AIM OF THE EXERCISE →
Scan the listing for the word "blue" and report every line that contains it.

DATA UNDER STUDY →
Segment Open

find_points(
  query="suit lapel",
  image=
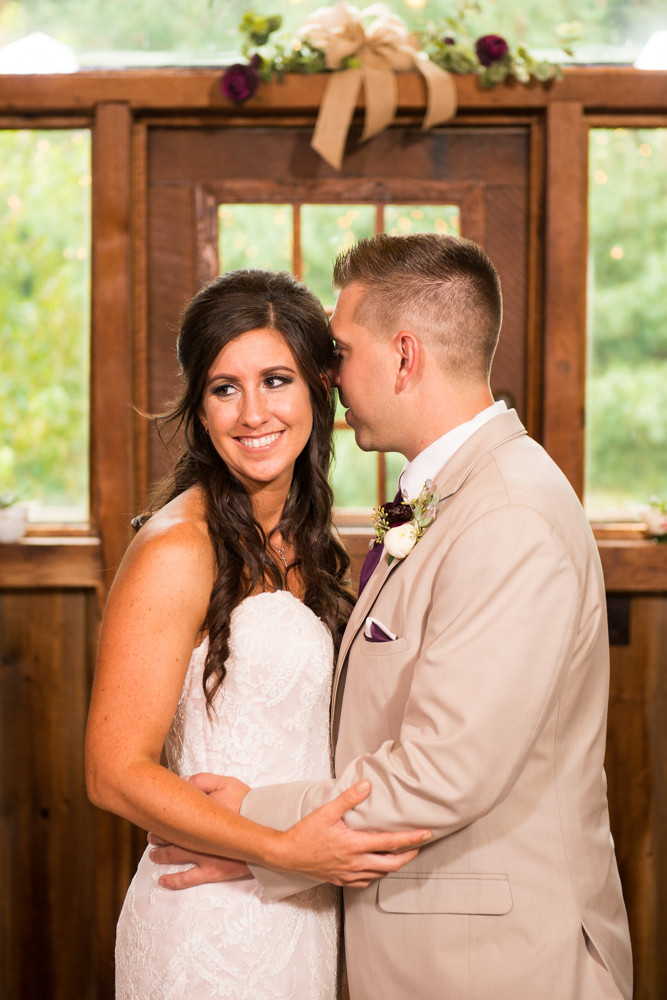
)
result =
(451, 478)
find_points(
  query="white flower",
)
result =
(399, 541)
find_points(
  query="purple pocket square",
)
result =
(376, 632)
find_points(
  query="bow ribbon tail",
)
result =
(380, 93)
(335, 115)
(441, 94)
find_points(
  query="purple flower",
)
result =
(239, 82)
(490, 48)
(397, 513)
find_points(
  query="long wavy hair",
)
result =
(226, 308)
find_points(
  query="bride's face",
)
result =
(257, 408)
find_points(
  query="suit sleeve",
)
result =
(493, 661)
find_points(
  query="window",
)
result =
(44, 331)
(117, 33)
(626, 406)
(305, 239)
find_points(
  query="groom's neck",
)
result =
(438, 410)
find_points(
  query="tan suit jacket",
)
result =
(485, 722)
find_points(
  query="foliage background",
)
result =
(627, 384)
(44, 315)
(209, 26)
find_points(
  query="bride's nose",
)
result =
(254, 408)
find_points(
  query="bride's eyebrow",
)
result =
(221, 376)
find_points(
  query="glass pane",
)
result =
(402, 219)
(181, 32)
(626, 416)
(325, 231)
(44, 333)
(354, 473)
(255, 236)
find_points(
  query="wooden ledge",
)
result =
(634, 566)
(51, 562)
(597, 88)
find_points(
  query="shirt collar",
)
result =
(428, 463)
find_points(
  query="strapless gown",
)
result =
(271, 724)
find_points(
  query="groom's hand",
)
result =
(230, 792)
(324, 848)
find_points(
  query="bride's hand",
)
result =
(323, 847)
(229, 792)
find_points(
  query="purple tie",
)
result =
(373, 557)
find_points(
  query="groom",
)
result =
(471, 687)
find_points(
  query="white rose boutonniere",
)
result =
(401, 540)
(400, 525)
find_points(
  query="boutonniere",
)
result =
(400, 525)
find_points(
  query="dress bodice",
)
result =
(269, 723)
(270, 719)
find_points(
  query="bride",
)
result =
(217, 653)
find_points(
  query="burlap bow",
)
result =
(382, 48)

Segment Closed
Segment Open

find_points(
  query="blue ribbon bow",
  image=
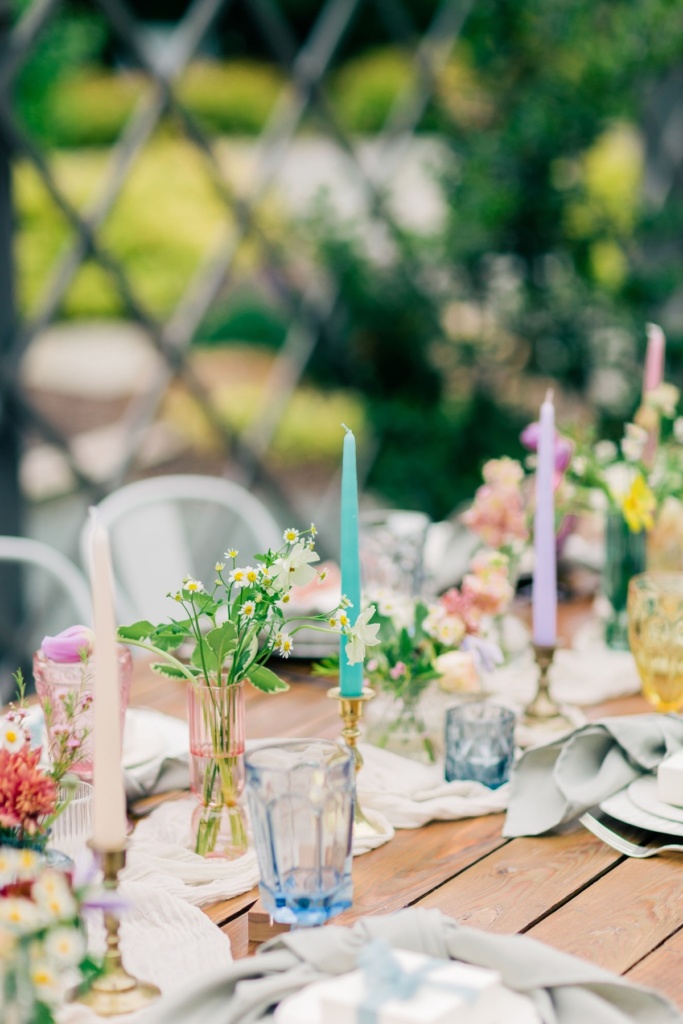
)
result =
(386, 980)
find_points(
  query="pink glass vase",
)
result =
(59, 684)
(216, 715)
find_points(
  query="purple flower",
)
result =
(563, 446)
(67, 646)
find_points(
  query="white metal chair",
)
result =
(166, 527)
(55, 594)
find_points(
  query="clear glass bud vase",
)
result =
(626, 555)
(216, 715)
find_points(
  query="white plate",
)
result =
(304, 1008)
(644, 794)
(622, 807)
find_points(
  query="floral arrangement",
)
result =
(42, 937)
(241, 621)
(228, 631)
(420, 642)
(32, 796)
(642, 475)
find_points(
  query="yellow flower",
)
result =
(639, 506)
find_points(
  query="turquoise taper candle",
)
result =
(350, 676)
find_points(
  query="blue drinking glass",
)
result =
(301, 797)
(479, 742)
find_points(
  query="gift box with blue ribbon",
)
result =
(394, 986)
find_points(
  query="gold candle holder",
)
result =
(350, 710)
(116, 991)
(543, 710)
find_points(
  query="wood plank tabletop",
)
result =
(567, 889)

Segment Closed
Segment Open

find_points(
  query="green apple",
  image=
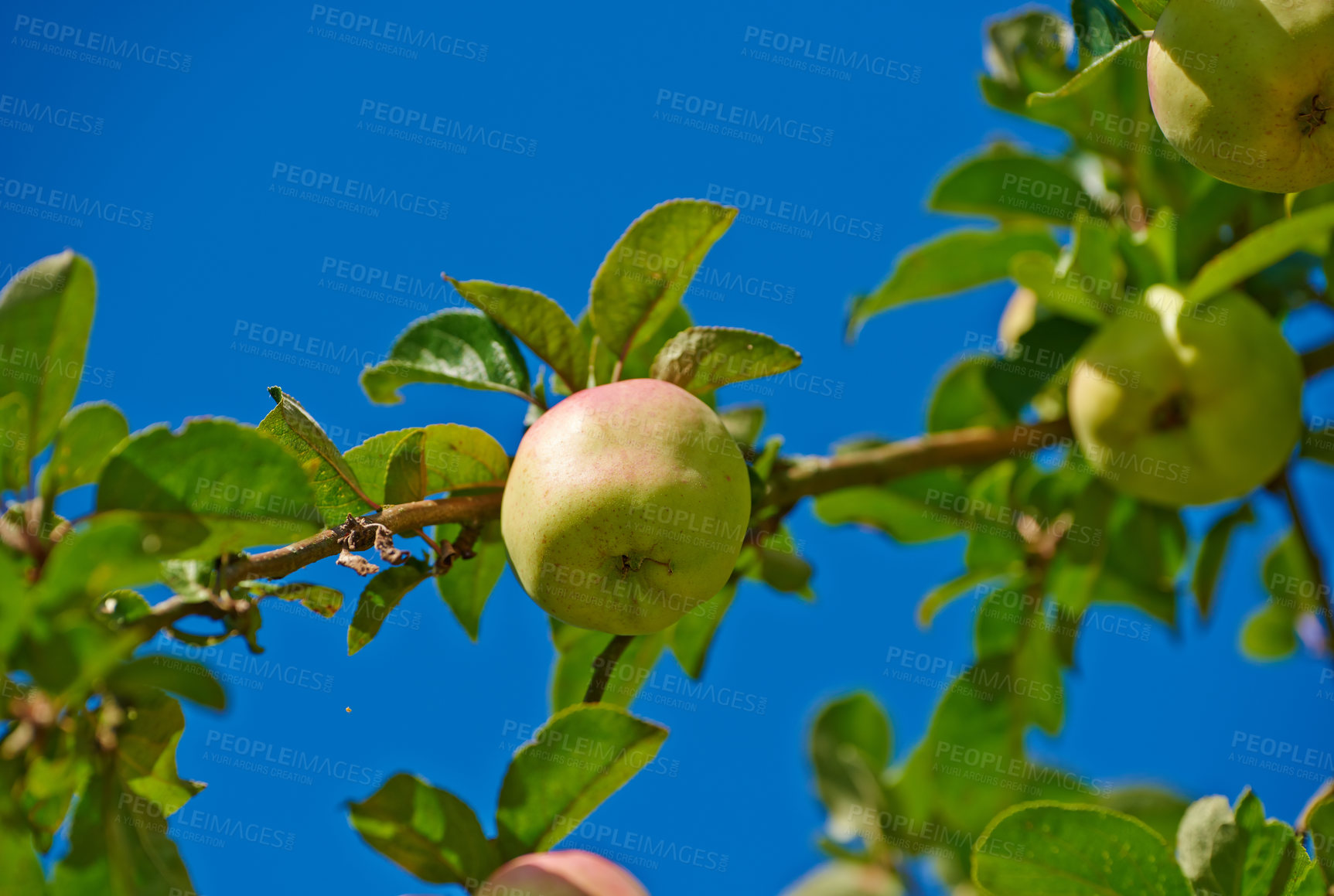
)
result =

Segment Closed

EXPECTED OUTPUT →
  query="blue ribbon bow",
  query="blue drinking glass",
  query="gift box with blue ribbon",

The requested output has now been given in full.